Excerpted text:
<<<<
At Devoran, we aim to provide a high-quality history education that will help pupils gain a coherent knowledge and understanding of Britain’s past and that of the wider world. We aim to inspire pupils’ curiosity to know more about the past. Teaching should equip pupils to ask perceptive questions, think critically, weigh evidence, sift arguments, and develop perspective and judgement. History helps pupils to understand the complexity of people’s lives, the process of change, the diversity of societies and relationships between different groups, as well as their own identity and the challenges of their time.
The delivery of teaching and learning in history has been split into three phases.
In EYFS and Key Stage 1, children listen to stories, ask how and why; use the past, present and future tense; talk about the past and present in their own lives and the lives of family members; recognise similarities and differences between families and traditions, objects and materials; and role play and make up stories. There are many opportunities here for children to find out about the past. KS1 develop their historical skills by expanding their focuses on significant individuals and events, as well as changes that children can easily identify with, for example: toys, books, transport.
In Lower Key Stage 2 the focus on the History of Britain from the earliest civilisations up until 1066 (Stone/Bronze/Iron Age, Romans, Anglo Saxons, Vikings). Each History topic relevant to this area is taught in chronological order to ensure understanding of the British timeline. In addition, each of these topics assess how these periods have contributed to and impacted modern Britain. There are also opportunities to learn beyond 1066. In Y3 there is a local history study on Cornish mining so children can gain a cultural understanding of the place they live. In Y4 there is a social history topic which explores the history medicine in the UK. Again, allowing children to gain a cultural experience and give reasoning for the way we live in the modern day.
>>>>
Material supplied:
<<<<
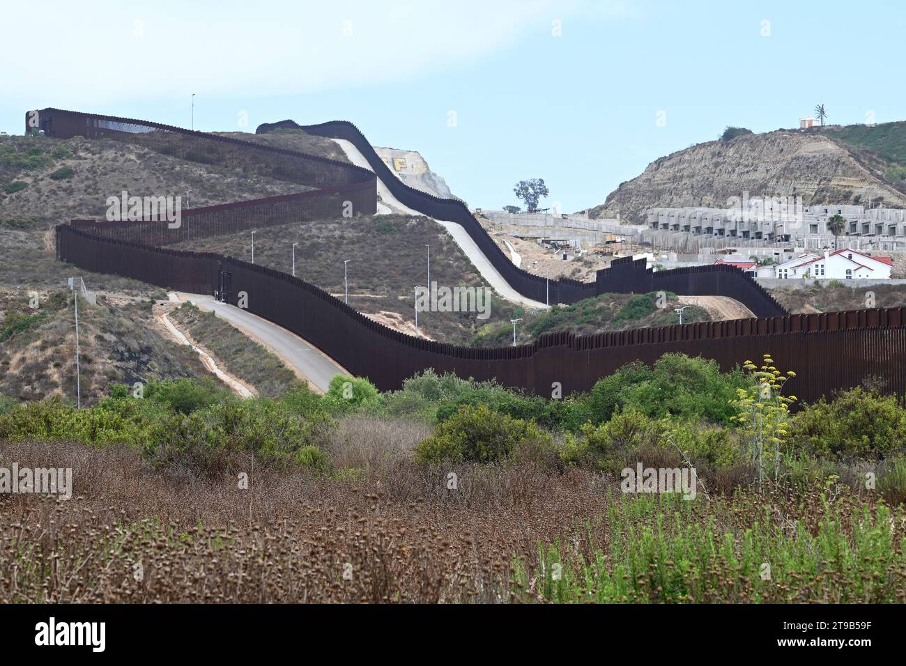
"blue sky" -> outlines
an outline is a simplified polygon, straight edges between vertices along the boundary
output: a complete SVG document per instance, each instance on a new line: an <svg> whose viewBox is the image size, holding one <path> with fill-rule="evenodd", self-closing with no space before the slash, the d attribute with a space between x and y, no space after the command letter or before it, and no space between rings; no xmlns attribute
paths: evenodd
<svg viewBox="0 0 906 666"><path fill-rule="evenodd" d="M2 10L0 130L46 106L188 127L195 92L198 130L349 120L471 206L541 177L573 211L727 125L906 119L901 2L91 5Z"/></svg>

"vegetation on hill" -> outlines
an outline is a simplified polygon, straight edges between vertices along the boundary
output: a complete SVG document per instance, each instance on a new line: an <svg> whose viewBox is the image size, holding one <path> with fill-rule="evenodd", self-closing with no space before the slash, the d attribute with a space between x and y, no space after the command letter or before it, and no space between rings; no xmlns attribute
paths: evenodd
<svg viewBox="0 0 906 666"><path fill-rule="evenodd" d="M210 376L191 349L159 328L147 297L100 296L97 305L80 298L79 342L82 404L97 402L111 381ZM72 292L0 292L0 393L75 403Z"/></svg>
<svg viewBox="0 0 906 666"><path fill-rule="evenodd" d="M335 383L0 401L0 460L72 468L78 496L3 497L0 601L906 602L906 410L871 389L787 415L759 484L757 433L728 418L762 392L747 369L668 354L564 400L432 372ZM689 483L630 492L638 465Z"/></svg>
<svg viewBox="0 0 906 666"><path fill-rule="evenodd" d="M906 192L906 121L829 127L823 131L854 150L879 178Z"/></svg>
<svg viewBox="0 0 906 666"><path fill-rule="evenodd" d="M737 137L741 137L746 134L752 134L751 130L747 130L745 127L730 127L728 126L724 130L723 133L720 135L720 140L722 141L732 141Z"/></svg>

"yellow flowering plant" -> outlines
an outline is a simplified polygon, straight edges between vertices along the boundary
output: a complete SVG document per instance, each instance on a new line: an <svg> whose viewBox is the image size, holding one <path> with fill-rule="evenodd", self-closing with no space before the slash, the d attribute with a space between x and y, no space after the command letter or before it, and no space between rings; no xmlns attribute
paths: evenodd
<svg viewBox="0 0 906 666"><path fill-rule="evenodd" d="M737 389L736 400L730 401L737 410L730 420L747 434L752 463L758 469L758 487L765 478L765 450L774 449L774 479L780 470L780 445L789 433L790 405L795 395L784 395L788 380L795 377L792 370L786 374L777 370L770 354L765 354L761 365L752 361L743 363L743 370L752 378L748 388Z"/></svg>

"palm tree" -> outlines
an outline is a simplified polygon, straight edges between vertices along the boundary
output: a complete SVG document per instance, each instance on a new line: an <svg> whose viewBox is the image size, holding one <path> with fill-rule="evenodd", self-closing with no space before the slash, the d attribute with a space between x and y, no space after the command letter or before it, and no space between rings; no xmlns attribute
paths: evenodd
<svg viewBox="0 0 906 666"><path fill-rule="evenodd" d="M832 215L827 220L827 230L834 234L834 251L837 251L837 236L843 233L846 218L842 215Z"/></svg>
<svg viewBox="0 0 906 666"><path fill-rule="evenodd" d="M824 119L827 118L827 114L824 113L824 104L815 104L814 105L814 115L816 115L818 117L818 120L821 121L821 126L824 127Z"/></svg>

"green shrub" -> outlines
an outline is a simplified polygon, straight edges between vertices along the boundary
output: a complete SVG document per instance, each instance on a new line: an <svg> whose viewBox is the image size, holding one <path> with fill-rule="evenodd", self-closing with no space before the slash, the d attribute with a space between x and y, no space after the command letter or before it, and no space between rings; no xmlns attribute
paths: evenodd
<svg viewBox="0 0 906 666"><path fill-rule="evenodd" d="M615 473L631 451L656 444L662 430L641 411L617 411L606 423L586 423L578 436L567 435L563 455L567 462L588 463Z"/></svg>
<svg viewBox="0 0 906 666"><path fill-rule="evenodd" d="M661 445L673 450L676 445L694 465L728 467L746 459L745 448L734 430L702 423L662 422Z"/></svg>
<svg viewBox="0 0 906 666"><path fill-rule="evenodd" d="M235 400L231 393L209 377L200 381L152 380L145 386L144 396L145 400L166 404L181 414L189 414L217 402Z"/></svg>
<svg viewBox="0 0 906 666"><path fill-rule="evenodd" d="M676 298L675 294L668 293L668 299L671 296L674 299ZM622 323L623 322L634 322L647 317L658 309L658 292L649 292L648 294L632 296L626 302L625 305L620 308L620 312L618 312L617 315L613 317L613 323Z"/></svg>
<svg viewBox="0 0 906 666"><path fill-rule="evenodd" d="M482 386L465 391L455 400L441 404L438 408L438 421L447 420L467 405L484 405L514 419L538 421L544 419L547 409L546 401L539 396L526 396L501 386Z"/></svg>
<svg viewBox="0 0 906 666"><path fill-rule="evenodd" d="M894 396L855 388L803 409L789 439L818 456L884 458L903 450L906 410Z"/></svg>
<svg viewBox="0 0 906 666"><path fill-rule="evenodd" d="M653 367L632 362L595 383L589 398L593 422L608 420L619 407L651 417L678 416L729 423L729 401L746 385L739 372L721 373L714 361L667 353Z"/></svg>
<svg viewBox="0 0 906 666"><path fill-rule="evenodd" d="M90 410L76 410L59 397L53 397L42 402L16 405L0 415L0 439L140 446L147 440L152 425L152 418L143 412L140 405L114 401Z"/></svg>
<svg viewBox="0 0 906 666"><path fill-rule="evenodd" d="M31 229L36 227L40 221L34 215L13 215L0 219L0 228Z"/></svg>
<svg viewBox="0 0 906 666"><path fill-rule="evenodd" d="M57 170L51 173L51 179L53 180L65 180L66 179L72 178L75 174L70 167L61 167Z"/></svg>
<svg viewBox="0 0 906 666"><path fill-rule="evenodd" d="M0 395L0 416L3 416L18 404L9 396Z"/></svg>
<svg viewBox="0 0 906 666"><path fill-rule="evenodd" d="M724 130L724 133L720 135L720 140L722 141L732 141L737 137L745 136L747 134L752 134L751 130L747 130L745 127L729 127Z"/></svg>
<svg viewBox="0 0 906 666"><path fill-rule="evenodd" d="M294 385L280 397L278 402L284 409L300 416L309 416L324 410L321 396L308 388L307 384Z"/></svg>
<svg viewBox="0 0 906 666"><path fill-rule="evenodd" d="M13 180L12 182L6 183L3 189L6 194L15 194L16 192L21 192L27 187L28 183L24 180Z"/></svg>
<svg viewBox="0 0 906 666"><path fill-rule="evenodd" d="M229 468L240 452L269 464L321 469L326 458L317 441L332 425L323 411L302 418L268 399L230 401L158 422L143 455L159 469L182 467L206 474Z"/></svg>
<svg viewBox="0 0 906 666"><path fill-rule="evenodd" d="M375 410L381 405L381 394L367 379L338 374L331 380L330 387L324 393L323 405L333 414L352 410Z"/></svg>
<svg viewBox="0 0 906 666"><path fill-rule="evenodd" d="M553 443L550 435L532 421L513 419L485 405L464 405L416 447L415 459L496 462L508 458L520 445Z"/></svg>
>>>>
Directions: Please continue the text on Devoran's history curriculum, starting after its last sentence.

Written answer:
With a secure understanding of British history in place, this allows Upper Key Stage 2 to broaden their horizons by exploring history of the wider world (Ancient Greece, Ancient Egypt and The Maya) and how/if that has influenced/impacted Britain. It also allows for the children to build their historical enquiry skills by asking enquiry questions such as; What did the Greeks ever do for us? Why were/are the British fascinated by Ancient Egypt? Etc… Similarly, as in LKS2, there are also opportunities to go beyond 1066. In Y5 there is a local history study on the Cornish Rebellion which supports children in questioning and recognizing their sense of place within the UK and also offers an insight to early Tudor Britain. In Y6, The Battle of Britain unit allows the children to finish their primary history journey in the twentieth century with what can be argued to be one of the most significant turning points in British history.
To deliver this learning we use a ‘sandwich’ approach to teaching and learning. The top layer is a historical enquiry – an over-arching question. The filling is the build up of:
o People, events, situations and developments;
o Chronology and characteristics features;
o Historical terms; and
o Similarity/Difference; and
Each lesson we deliver should build the children’s ‘now knowledge’, which thereafter informs their ‘hereafter knowledge’. The bottom layer of the sandwich require pupils to organise and communicate their findings at the end of the sequence so their learning gains coherence. Children should use their understanding of the history to help them decide how to organise and present their ideas most effectively. An example of communication we have previously facilitated is a museum exhibition about Ancient Egypt.
Teaching history through an enquiry model gives a logical, chronological progression throughout the topics and also allows for more in-depth questioning and understanding of each period, continually referring back to the influence / impact on Britain. Through the variation of the ‘communication layer’, will see the impact of the subject in different ways.
Through pupil voice children will be able to talk about the skills and knowledge they have acquired. Children will be engaged in History lessons and want to find out more. Children will complete research independently through projects and homework and to further their own enjoyment about the subject or topic. Work will show that a range of topics is being covered and cross curricular links are made where possible. The school environment will be history rich through child-led displays, resources, vocabulary etc. As historians, children will learn lessons from history to influence the decisions they make in their lives in the future. Assessments and monitoring will show standards in History will be high and will match standards in other subject areas.